**AIM OF THE TASK**
Please reproduce the part of the passage about GloFAS seasonal river discharge forecasts below, starting with "They may provide" and going on through "Po river flow.".

**DOCUMENT SECTION**
········

Eventually, at the end of 2022, I pulled together all the seasonal forecast initializations to get a sense of the forecast performance across the year.

What are we going to see

The GloFAS seasonal forecasts are initializated every beginning of the month, and they provide a 6-month long daily ensembles forecast of river discharge for the entire World (up to a certain latitude).

They may provide valuable information (but check the skill of the forecast at your location) into the upcoming season.

I am going to plot 12 seasonal forecasts (12 in total, from January to December 2022), add the 2022 river discharge (water balance) and I am going to overlay some climatological statistics (min, mean, max) for context. This should tell us whether the forecasting system was in agreement with the ‘actual’ discharge (big disclaimer: it is actually discharge from reanalysis).

First of all, let’s choose the location for this exercise: Pontelagoscuro is one of the most downstream river station on the Po river (Agenzia Po), and a good choice to get an overall picture of the Po river flow.

# pontelagoscuro river station
ps = {'name':'pontelagoscuro','lat':44.886111, 'lon':11.604444}

This is the first data retrieval instruction: we are going to need seasonal forecasts for the entire 2022. The arguments of this function are for the most part reflecting the ones from the CDS download form. The notable differences are the temporal filter, the coords and the split_on arguments.

········

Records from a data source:
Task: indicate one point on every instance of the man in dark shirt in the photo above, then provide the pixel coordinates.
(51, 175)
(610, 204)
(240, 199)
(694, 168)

········

**FINISHED TASK**
They may provide valuable information (but check the skill of the forecast at your location) into the upcoming season.

I am going to plot 12 seasonal forecasts (12 in total, from January to December 2022), add the 2022 river discharge (water balance) and I am going to overlay some climatological statistics (min, mean, max) for context. This should tell us whether the forecasting system was in agreement with the ‘actual’ discharge (big disclaimer: it is actually discharge from reanalysis).

First of all, let’s choose the location for this exercise: Pontelagoscuro is one of the most downstream river station on the Po river (Agenzia Po), and a good choice to get an overall picture of the Po river flow.